Detection examples
┌──

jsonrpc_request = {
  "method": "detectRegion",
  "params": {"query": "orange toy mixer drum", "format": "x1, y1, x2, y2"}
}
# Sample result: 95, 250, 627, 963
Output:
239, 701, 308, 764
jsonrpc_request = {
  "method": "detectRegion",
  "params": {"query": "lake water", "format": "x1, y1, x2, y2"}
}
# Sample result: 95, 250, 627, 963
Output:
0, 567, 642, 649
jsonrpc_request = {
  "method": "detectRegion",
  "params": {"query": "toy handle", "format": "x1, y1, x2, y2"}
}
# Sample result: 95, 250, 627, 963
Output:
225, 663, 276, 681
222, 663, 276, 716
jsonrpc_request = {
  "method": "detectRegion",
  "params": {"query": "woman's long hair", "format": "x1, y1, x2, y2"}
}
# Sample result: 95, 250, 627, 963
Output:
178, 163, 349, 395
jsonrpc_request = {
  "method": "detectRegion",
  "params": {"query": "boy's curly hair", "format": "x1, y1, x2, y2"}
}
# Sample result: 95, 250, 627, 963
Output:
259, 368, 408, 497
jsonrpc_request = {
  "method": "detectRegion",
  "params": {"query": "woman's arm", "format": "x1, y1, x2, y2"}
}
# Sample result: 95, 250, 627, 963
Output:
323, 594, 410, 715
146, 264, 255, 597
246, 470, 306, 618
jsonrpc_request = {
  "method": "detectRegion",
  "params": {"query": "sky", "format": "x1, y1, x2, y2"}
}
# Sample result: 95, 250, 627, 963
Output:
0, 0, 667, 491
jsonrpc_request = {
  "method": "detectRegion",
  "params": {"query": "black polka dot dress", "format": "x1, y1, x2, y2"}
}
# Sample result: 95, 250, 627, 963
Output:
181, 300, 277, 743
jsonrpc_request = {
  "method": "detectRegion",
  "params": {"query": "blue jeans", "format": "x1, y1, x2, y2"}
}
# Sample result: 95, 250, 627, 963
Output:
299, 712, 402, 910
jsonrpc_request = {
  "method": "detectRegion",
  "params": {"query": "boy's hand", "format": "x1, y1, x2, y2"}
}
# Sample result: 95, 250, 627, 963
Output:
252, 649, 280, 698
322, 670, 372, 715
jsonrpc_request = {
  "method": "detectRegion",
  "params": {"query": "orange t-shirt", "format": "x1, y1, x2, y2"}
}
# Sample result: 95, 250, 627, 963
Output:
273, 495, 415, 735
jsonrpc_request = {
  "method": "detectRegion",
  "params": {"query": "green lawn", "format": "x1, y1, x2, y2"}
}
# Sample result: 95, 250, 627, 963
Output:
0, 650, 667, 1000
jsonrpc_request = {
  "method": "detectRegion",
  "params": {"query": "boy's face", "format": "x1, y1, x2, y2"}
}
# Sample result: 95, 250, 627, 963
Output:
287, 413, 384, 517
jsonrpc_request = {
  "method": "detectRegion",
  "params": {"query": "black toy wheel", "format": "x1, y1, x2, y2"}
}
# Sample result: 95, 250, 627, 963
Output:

└──

Exercise requirements: Copy out every item above word for word, changing nothing.

Task solution:
jsonrpc_request = {
  "method": "detectRegion",
  "params": {"query": "orange toy mixer drum", "format": "x1, y1, x2, y2"}
}
# Sample result: 95, 250, 627, 963
Output:
239, 701, 308, 764
jsonrpc_request = {
  "method": "detectRegion",
  "params": {"query": "lake water", "format": "x1, y1, x2, y2"}
}
# Sample result: 95, 250, 627, 963
Output:
0, 567, 642, 649
jsonrpc_request = {
  "method": "detectRegion",
  "params": {"query": "toy handle", "format": "x1, y1, x2, y2"}
}
# Sample result: 95, 250, 627, 963
Output:
225, 663, 276, 681
222, 663, 276, 716
jsonrpc_request = {
  "method": "detectRegion",
  "params": {"query": "woman's long hair", "format": "x1, y1, x2, y2"}
}
# Sample result: 95, 250, 627, 963
Output:
178, 163, 349, 395
jsonrpc_request = {
  "method": "detectRegion",
  "params": {"query": "boy's curly hair", "format": "x1, y1, x2, y2"}
}
# Sample result: 95, 250, 627, 963
Output:
259, 368, 408, 497
jsonrpc_request = {
  "method": "detectRegion",
  "params": {"query": "woman's arm", "format": "x1, y1, x2, y2"}
}
# Sample result: 95, 250, 627, 963
Output:
323, 594, 410, 715
146, 264, 255, 597
246, 470, 306, 618
jsonrpc_request = {
  "method": "detectRegion",
  "params": {"query": "sky", "format": "x1, y1, x2, y2"}
}
# Sample result: 95, 250, 627, 963
Output:
0, 0, 667, 491
jsonrpc_request = {
  "method": "detectRegion",
  "params": {"query": "black polka dot dress", "format": "x1, y1, x2, y2"}
}
# Sample result: 95, 250, 627, 963
Output:
181, 300, 277, 743
jsonrpc_request = {
  "method": "detectRegion",
  "params": {"query": "blue jeans", "format": "x1, y1, x2, y2"}
}
# Sample result: 95, 250, 627, 963
Output:
299, 712, 402, 910
jsonrpc_request = {
  "method": "detectRegion",
  "params": {"query": "boy's hand", "format": "x1, y1, x2, y2"}
}
# Sample result: 95, 250, 627, 963
Output:
252, 649, 280, 698
322, 670, 372, 715
jsonrpc_request = {
  "method": "detectRegion",
  "params": {"query": "orange t-shirt", "format": "x1, y1, x2, y2"}
}
# Sample result: 95, 250, 627, 963
Output:
273, 495, 415, 735
jsonrpc_request = {
  "method": "detectRegion",
  "params": {"query": "green lawn", "format": "x1, y1, x2, y2"}
}
# Sample result: 95, 250, 627, 963
Output:
0, 650, 667, 1000
jsonrpc_request = {
  "method": "detectRegion",
  "params": {"query": "boy's face", "format": "x1, y1, x2, y2"}
}
# Sample result: 95, 250, 627, 963
Output:
287, 413, 384, 517
jsonrpc_request = {
  "method": "detectRegion",
  "params": {"query": "black toy wheel", "format": "x1, y1, x2, y2"}
}
# Sample result: 95, 250, 627, 963
Output:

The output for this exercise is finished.